**Passage to read:**
* start *

System scores: NDCG@10 for kNN and MF varying (only) the test/train split ratio (A2). All other settings are as specified for the starting point. Similar behavior arises with Prec@10. The p values for a paired two-tailed t-test are essentially 0 for all the comparisons, except in MovieLens at a 0.5 split ratio where the p value is 0.897

The split ratio of 0.5 yields Train and Test sets of approximately equal size. Other values are also sometimes used—in particular, 0.8 is common for a five-fold cross-validation experiment, and similarly 0.9 for a ten-fold experiment. Figure 2 shows how the NDCG@10 scores of kNN and MF change for lower and higher split ratios than the starting value 0.5. At a small split value kNN outperforms MF on both datasets, but when the split ratio goes over 0.5 the ordering is reversed.

The actual value of \({\text{ NDCG }}\)@10 also changes (within each algorithm) as the split ratio is varied—it turns out that the maximum scores tend to be recorded at around 0.5. This behavior is the result of two factors acting in tension. On the one hand, the more Train ratings there are for a user, the more likely it is that the system will assess that user’s tastes correctly, and make useful suggestions. On the other hand, since full-list evaluation is being employed, more Train ratings implies fewer rated items in Test, and only the latter positively contribute to the metric score.

* end *

**Given task:** For each statement, answer yes or no according to the passage on split ratios, and quote the words that decide it. 1. At a small split ratio, kNN outperforms MF on both datasets. 2. A split ratio of 0.8 is common for a ten-fold cross-validation experiment. 3. The maximum NDCG@10 scores tend to be recorded at a split ratio of around 0.5.

**Information provided:**
* start *

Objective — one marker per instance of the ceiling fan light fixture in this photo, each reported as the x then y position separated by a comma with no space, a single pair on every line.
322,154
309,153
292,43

* end *

**Answer to the task:**
1. Yes: "At a small split value kNN outperforms MF on both datasets"
2. No: "0.8 is common for a five-fold cross-validation experiment, and similarly 0.9 for a ten-fold experiment"
3. Yes: "it turns out that the maximum scores tend to be recorded at around 0.5"